> Instructies:
A) Welk ministerie financiert volgens de tekst over de Onderzoeksraad voor Veiligheid de Onderzoeksraad?
B) Vertaal deze zin uit de tekst over de Onderzoeksraad voor Veiligheid naar het Engels: "Belangrijk voor de werking van de raad is dat medewerking verplicht is."
C) Geef uit de tekst over de Onderzoeksraad voor Veiligheid letterlijk het gedeelte weer dat begint bij "Tjaco van den" en eindigt bij "op de zwijgplicht.".

> Geselecteerde tekst:
De onderzoeksraad voor veiligheid

Tjaco van den Berg werkt voor de onderzoeksraad voor veiligheid. Hij ziet een interessante parallel tussen de Jonge Veranderaars en het geven van adviezen met betrekking tot veiligheid: “Blijf alert of wat je wilt veranderen wel echt verandert!” De onderzoeksraad is een zelfstandig orgaan dat onafhankelijke en integraal naar de oorzaken van ongevallen kijkt. Ze proberen het wat, hoe en waarom boven tafel te krijgen. Daarbij gaat het dus niet om de schuldvraag of naleving van de wet, maar wordt er gekeken naar wat er van ongevallen geleerd kan worden zodat ze niet nogmaals voorkomen. De Onderzoeksraad wordt gefinancierd door het ministerie van Binnenlandse Zaken. Belangrijk voor de werking van de raad is dat medewerking verplicht is. Niemand kan zich dus beroepen op de zwijgplicht.

> Aangeleverde gegevens:
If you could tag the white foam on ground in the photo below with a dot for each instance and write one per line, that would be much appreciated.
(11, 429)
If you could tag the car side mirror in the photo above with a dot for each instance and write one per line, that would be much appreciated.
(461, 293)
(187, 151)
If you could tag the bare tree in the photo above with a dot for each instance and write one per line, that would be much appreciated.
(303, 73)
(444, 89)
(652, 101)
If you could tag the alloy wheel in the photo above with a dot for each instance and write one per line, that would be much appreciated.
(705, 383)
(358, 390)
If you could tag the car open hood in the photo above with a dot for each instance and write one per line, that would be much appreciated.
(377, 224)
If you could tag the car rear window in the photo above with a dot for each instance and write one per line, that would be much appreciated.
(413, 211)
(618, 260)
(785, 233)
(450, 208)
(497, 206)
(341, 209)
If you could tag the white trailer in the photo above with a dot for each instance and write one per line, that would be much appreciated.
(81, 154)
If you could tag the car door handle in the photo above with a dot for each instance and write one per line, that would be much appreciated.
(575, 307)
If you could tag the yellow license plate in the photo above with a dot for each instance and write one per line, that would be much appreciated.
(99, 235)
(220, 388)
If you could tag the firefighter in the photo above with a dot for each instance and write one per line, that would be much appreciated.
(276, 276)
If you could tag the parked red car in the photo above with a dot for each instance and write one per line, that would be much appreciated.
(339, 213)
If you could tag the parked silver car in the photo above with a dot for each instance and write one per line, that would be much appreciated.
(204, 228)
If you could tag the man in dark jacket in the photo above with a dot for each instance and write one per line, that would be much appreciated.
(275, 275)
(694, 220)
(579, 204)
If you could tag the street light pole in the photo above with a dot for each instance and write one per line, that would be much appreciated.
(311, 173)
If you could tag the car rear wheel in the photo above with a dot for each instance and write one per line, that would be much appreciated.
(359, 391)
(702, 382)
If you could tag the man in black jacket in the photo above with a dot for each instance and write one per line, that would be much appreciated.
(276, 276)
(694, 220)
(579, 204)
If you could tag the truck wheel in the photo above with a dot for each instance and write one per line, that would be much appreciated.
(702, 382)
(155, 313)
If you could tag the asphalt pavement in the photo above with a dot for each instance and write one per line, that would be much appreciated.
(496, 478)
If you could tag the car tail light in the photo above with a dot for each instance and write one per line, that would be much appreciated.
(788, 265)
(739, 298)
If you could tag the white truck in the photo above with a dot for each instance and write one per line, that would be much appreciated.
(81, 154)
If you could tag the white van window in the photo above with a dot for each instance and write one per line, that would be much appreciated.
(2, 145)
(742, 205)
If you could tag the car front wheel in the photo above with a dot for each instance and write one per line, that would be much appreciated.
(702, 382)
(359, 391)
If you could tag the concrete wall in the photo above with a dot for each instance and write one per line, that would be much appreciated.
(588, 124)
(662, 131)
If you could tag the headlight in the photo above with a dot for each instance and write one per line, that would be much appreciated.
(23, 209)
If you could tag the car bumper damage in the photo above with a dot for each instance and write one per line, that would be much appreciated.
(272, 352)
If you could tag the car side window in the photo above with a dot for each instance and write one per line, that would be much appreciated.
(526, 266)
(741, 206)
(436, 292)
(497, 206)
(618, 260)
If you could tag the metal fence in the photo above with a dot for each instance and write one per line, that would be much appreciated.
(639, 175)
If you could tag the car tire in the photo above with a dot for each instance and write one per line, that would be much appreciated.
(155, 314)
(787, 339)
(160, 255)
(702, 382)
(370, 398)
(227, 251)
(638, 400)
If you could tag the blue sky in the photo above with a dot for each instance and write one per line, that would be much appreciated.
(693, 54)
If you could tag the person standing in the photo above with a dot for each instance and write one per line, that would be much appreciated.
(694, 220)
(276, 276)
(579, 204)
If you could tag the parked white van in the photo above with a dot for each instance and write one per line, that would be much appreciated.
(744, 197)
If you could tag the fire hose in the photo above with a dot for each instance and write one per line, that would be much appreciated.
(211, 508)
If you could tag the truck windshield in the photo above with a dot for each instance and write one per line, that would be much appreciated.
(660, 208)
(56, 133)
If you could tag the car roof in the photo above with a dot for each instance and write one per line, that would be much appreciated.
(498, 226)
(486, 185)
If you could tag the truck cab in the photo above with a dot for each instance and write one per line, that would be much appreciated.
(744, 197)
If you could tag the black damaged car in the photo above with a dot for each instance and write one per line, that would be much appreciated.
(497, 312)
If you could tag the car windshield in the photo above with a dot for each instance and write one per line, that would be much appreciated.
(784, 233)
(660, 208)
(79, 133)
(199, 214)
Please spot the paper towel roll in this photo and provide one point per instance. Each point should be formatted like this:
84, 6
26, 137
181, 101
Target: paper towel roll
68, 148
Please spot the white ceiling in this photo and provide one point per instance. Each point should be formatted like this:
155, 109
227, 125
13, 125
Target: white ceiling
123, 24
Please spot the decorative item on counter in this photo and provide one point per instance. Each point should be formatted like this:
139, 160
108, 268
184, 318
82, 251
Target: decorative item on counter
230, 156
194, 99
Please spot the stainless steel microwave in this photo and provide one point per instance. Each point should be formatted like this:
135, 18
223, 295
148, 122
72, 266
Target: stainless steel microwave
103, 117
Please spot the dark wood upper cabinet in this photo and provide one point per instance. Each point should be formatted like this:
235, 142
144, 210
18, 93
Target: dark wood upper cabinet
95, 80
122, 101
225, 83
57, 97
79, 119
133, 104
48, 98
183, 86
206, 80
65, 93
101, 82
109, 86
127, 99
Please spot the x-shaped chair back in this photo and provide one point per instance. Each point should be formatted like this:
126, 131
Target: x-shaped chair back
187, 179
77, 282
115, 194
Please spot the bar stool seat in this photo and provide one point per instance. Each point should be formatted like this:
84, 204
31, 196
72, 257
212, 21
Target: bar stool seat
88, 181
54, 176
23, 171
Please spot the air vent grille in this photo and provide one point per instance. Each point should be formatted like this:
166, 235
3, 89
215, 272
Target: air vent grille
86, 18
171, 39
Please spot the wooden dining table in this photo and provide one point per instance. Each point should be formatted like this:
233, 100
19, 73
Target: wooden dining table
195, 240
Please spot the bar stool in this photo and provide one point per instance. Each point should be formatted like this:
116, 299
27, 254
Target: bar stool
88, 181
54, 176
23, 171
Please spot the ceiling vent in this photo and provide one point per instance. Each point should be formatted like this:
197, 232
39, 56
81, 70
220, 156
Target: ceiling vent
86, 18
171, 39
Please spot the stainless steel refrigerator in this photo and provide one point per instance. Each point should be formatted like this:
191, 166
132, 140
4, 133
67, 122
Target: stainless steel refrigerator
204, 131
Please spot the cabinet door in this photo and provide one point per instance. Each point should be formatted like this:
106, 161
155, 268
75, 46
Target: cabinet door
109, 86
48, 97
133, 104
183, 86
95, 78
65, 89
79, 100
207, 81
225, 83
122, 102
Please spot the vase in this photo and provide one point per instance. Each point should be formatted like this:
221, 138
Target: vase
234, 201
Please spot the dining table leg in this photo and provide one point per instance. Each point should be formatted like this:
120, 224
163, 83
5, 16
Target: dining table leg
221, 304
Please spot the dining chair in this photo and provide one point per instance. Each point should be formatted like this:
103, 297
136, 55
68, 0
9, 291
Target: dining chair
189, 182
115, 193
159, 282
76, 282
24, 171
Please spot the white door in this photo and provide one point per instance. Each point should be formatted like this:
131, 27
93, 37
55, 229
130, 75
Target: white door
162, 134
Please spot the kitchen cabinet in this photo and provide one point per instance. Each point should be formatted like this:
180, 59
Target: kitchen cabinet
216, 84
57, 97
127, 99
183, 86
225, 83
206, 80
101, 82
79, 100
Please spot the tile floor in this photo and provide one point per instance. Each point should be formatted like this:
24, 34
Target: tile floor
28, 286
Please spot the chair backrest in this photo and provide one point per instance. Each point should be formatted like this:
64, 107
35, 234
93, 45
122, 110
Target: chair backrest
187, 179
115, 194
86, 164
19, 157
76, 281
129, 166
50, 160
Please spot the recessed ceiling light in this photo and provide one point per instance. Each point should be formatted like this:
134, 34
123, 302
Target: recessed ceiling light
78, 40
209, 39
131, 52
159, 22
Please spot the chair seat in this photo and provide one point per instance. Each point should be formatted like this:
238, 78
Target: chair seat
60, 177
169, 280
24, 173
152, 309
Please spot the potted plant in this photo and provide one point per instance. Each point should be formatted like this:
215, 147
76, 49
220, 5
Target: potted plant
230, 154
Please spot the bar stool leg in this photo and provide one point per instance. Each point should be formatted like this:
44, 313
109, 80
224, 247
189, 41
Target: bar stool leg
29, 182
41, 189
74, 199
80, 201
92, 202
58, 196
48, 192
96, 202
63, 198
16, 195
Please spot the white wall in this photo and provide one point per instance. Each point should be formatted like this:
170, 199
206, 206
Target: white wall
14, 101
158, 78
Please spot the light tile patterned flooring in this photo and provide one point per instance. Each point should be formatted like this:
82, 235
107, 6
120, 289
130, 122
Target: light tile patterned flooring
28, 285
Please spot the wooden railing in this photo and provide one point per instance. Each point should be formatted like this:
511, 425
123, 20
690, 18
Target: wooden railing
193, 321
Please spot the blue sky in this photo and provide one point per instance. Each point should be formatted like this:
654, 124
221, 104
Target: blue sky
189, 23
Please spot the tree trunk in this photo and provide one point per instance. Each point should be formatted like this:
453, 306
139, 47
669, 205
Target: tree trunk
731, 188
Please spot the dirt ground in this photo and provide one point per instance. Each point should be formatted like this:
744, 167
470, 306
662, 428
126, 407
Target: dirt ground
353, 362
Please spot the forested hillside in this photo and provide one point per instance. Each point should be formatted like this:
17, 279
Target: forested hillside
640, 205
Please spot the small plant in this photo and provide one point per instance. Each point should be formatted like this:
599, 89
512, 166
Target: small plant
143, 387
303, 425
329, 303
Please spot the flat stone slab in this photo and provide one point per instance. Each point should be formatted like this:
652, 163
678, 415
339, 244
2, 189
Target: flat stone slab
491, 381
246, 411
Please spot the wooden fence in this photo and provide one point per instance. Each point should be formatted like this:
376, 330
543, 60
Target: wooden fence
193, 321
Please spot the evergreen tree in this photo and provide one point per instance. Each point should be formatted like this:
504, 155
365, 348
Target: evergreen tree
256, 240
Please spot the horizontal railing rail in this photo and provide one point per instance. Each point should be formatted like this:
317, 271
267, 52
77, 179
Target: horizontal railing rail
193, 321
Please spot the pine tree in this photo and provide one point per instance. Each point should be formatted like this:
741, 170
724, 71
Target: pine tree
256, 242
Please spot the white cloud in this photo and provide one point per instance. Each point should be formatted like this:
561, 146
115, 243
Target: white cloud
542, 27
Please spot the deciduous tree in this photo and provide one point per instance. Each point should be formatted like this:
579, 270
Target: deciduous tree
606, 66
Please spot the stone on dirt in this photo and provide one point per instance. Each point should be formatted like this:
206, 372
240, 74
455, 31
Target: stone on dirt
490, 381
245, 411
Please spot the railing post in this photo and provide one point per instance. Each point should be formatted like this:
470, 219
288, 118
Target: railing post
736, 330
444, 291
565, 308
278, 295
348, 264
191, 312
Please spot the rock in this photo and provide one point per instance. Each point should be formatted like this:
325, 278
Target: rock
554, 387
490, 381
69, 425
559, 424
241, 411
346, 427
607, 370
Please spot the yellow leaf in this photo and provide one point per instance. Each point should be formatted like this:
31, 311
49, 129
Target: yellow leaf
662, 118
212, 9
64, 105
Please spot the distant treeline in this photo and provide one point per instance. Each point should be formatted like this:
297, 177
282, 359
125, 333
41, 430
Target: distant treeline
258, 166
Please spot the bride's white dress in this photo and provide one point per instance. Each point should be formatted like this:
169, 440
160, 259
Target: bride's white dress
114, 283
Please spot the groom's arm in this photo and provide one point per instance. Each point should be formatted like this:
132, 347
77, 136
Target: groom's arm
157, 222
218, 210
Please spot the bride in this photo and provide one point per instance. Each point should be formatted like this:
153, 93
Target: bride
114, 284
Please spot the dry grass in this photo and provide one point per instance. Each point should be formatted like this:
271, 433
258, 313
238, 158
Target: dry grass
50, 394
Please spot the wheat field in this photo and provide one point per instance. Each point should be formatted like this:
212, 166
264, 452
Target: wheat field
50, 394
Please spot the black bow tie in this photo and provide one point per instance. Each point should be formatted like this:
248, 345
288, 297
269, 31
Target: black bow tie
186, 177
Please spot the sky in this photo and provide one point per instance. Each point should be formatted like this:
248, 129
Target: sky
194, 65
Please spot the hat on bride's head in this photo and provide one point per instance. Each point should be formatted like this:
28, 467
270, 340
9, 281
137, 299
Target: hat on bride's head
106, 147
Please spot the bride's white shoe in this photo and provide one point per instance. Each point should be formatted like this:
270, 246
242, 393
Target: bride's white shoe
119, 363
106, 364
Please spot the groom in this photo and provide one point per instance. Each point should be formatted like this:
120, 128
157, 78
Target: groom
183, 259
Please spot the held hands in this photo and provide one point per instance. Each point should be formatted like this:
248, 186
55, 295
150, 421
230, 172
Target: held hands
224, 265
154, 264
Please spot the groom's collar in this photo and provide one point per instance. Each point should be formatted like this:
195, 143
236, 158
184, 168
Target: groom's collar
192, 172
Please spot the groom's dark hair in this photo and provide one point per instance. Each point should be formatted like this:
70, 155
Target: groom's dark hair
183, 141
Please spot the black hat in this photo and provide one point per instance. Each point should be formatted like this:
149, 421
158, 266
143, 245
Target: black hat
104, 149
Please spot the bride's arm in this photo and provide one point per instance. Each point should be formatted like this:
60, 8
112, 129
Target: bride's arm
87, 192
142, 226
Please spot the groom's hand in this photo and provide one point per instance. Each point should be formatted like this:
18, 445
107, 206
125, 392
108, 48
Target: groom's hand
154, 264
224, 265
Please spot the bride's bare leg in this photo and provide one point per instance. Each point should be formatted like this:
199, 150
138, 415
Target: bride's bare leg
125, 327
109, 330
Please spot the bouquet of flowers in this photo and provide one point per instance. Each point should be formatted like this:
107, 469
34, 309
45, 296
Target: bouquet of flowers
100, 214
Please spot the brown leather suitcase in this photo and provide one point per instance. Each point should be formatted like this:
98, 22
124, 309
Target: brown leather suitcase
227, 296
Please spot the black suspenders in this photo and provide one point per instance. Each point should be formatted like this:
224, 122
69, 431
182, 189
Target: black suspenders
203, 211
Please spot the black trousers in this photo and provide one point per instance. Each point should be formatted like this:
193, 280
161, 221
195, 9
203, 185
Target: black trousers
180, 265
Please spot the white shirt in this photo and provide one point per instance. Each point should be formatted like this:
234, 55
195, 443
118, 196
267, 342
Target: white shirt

> Resultaten per opdracht:
A) Het ministerie van Binnenlandse Zaken.

B) What is important for the functioning of the board is that cooperation is mandatory.

C)
Tjaco van den Berg werkt voor de onderzoeksraad voor veiligheid. Hij ziet een interessante parallel tussen de Jonge Veranderaars en het geven van adviezen met betrekking tot veiligheid: “Blijf alert of wat je wilt veranderen wel echt verandert!” De onderzoeksraad is een zelfstandig orgaan dat onafhankelijke en integraal naar de oorzaken van ongevallen kijkt. Ze proberen het wat, hoe en waarom boven tafel te krijgen. Daarbij gaat het dus niet om de schuldvraag of naleving van de wet, maar wordt er gekeken naar wat er van ongevallen geleerd kan worden zodat ze niet nogmaals voorkomen. De Onderzoeksraad wordt gefinancierd door het ministerie van Binnenlandse Zaken. Belangrijk voor de werking van de raad is dat medewerking verplicht is. Niemand kan zich dus beroepen op de zwijgplicht.